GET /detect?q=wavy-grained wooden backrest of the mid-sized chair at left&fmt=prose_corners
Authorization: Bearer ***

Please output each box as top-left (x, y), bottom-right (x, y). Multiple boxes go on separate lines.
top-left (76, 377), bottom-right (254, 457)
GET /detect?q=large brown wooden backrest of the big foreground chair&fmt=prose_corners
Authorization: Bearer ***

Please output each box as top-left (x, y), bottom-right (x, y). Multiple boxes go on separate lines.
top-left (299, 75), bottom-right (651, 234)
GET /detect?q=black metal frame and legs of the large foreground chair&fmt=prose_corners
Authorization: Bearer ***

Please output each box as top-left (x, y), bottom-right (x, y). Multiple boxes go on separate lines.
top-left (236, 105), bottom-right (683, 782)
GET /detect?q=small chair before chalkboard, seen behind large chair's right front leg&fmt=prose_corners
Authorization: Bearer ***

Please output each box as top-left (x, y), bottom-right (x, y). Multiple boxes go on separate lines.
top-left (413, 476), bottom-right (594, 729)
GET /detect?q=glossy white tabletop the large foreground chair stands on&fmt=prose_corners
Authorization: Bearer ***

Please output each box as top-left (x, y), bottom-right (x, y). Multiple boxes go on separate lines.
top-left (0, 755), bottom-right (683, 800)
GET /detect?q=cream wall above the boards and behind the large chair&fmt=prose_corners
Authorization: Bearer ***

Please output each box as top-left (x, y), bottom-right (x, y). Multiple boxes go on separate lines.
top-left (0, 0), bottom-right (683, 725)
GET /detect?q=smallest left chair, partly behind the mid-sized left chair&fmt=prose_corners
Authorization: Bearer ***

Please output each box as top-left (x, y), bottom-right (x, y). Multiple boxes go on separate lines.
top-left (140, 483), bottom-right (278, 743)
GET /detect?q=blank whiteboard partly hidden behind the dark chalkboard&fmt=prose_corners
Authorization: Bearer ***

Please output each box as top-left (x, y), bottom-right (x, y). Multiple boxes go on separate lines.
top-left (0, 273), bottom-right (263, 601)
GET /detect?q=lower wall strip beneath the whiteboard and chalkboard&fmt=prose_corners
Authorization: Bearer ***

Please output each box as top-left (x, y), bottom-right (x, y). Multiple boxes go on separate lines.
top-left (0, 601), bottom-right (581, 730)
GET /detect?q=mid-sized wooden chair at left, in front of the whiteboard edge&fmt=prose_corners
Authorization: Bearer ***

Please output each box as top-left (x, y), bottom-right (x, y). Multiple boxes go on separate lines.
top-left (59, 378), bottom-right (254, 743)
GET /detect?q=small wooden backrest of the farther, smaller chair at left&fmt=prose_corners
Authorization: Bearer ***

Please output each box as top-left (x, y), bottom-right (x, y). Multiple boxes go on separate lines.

- What the exercise asks: Exactly and only the lines from the one containing "GET /detect?q=small wooden" through the end of the material are to be reproduced, both ends included.

- Written answer:
GET /detect?q=small wooden backrest of the farther, smaller chair at left&fmt=prose_corners
Authorization: Bearer ***

Please output each box as top-left (x, y), bottom-right (x, y). Multiple boxes go on separate lines.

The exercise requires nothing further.